Conservative columnist George Will at the 2014 Conservative Political Action Conference (CPAC) in Maryland (Christopher Halloran/Shutterstock.com)
A conservative columnist is blasting President Donald Trump for continuing to spread the baseless conspiracy theory that he actually won the 2020 presidential election.
“Donald Trump’s belief in widespread fraud in the casting and counting of 2020 ballots is entailed by his belief that it is theoretically impossible for him to lose at anything,” wrote George F. Will, a former adviser to President Ronald Reagan and columnist to The Washington Post. “His certitude infects millions of Americans, some of whom think it inconceivable that he could ever be mistaken. Others doubt that anyone could win the presidency while obsessing about a complex conspiracy for which there is no evidence.”
Will correctly pointed out that Trump has a long history of claiming something was stolen from him when he loses — and it started well before politics. During a 2016 debate, Democratic presidential candidate Hillary Clinton accurately pointed out Trump accused the Emmy Awards of being rigged against him when he was snubbed for his work on the reality TV show “The Apprentice.” Earlier that year, after losing the Iowa caucuses to Ted Cruz in the 2016 GOP primaries, Trump baselessly alleged fraud and demanded a new election. Throughout the 2016 campaign Trump said he would only accept the result if he won, and after winning the Electoral College but losing the popular vote that year, he falsely blamed millions of illegal ballots and established a voter fraud commission that eventually disbanded without finding evidence of his allegations.

* **DATA PROVIDED**
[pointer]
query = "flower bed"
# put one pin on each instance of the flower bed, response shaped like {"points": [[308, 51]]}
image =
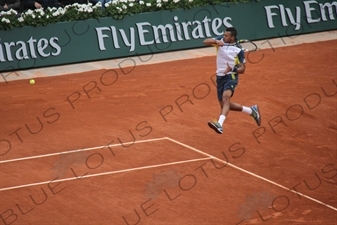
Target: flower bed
{"points": [[116, 9]]}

* **TASK GOAL**
Take the article on George Will's criticism of Trump, starting at "Conservative columnist George" and ending at "2020 presidential election.", and change "baseless conspiracy theory" to "unfounded conspiracy theory". Write out that stretch with the change made.

* **RESPONSE FOR THIS EXERCISE**
Conservative columnist George Will at the 2014 Conservative Political Action Conference (CPAC) in Maryland (Christopher Halloran/Shutterstock.com)
A conservative columnist is blasting President Donald Trump for continuing to spread the unfounded conspiracy theory that he actually won the 2020 presidential election.